Required work:
Please quote the entries word for word, starting at the line containing "Can you confirm whether any t-top" and continuing through the last of the entries.

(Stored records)
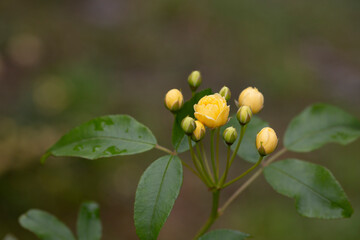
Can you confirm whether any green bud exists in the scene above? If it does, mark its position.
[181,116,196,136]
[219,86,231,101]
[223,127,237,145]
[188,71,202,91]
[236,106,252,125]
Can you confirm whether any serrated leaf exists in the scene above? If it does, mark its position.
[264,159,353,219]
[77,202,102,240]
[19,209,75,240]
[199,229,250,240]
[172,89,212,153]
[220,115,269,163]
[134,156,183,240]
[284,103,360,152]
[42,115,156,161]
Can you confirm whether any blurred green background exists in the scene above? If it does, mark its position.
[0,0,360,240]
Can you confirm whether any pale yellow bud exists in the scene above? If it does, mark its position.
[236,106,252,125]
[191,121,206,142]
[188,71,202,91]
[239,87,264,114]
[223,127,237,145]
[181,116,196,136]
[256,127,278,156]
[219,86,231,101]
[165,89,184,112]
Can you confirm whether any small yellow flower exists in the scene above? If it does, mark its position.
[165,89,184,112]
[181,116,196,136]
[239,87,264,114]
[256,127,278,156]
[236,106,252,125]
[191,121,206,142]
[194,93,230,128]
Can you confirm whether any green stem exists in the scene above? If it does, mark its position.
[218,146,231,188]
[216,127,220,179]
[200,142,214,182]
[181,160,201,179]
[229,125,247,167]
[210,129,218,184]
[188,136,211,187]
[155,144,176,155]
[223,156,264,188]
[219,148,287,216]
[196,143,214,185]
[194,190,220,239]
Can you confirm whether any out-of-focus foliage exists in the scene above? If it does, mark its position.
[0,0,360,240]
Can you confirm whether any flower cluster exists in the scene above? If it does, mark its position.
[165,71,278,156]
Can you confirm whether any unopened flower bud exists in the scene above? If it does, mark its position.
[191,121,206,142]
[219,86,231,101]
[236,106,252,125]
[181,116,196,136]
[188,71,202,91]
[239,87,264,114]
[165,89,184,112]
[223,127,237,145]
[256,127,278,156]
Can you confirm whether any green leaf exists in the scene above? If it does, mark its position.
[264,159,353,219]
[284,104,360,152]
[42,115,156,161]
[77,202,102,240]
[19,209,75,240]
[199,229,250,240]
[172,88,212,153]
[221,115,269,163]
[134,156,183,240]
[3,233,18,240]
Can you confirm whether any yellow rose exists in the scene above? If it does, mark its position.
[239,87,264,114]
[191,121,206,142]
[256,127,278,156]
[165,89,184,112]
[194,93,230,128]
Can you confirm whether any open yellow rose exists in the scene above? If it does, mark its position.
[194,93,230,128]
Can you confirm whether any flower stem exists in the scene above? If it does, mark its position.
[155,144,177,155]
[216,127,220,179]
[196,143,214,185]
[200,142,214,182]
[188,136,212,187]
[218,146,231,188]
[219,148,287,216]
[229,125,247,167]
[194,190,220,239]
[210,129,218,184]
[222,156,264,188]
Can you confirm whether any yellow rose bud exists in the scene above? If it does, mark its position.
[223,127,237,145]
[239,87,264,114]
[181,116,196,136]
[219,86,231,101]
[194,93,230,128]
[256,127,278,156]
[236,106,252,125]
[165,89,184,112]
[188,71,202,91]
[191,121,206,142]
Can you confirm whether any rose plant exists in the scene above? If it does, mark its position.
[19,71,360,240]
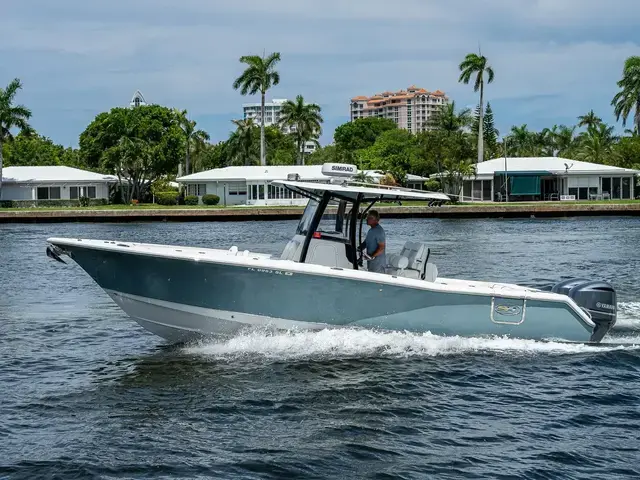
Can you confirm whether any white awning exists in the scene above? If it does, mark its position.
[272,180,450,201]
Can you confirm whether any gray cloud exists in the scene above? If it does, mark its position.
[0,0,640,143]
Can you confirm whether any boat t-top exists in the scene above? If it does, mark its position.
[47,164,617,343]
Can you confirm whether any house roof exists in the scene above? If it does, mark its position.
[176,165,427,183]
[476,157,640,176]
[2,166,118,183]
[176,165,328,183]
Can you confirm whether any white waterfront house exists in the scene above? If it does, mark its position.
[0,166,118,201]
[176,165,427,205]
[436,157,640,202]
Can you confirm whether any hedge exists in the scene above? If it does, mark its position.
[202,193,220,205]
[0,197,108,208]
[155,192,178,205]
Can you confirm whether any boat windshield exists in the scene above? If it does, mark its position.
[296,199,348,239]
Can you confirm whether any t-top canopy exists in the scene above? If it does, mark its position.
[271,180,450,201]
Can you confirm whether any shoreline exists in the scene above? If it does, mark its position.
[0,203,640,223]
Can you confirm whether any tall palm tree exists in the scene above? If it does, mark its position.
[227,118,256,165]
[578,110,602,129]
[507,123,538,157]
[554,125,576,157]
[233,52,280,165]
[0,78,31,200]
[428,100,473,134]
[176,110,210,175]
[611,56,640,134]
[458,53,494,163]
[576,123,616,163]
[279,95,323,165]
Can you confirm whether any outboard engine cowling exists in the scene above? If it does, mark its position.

Task output:
Can you confirm whether any t-top canopy exists in the scene above? If it does, mark its position.
[271,180,450,201]
Can you confirm whether any shoreline exists in the scene above? If it does, mark its position.
[0,203,640,223]
Can you confirm whether any tall palm tree exists in the scene above? If it does, mark its position.
[227,118,256,165]
[578,110,602,129]
[507,123,538,157]
[554,125,576,157]
[233,52,280,165]
[0,78,31,200]
[428,100,473,134]
[176,110,210,175]
[611,56,640,134]
[458,53,494,163]
[576,123,616,163]
[279,95,323,165]
Can you confirm whether any outboard engine cowling exists in the scene above? If it does, mark its position.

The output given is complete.